### [WHAT THIS TASK INVOLVES]
Your answer should be the line that contains "Pick out a point on every instance of the green turf" and each line after it, restated word for word through the final line of the entries.

[Referring expression data]
▬▬▬

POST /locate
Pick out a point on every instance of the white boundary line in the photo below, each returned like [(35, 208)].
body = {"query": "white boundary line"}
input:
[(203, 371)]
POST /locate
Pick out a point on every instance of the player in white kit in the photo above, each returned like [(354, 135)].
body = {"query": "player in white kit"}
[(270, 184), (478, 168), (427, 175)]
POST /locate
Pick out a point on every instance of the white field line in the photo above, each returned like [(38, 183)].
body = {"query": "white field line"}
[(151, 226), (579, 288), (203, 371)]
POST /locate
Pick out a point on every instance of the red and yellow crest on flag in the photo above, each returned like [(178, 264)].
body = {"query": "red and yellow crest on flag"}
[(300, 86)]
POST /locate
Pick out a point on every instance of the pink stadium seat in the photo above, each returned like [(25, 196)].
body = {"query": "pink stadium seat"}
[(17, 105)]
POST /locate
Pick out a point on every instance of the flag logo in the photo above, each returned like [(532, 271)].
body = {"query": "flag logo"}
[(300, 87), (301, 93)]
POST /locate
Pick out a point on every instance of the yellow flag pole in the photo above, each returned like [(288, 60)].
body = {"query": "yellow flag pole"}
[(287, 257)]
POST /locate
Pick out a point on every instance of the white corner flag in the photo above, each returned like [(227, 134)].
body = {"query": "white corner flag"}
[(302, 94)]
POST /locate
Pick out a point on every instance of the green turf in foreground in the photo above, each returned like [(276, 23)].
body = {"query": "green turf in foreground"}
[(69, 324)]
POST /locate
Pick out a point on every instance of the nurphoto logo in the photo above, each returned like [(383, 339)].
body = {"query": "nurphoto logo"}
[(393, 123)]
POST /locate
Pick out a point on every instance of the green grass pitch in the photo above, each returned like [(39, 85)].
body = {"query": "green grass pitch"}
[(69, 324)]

▬▬▬

### [TASK RESPONSE]
Pick out a point on every instance of the green turf in foreground in the photo above, each returned like [(276, 23)].
body = {"query": "green turf in foreground"}
[(69, 324)]
POST /locate
Pick out a point on every instance of the nurphoto logo in the photo above, each returned like [(383, 339)].
body = {"query": "nurphoto logo"}
[(393, 123)]
POST /locate
Pick out a point on every instance of the green grass pitch in the photo above, each returned like [(39, 85)].
body = {"query": "green grass pitch"}
[(69, 324)]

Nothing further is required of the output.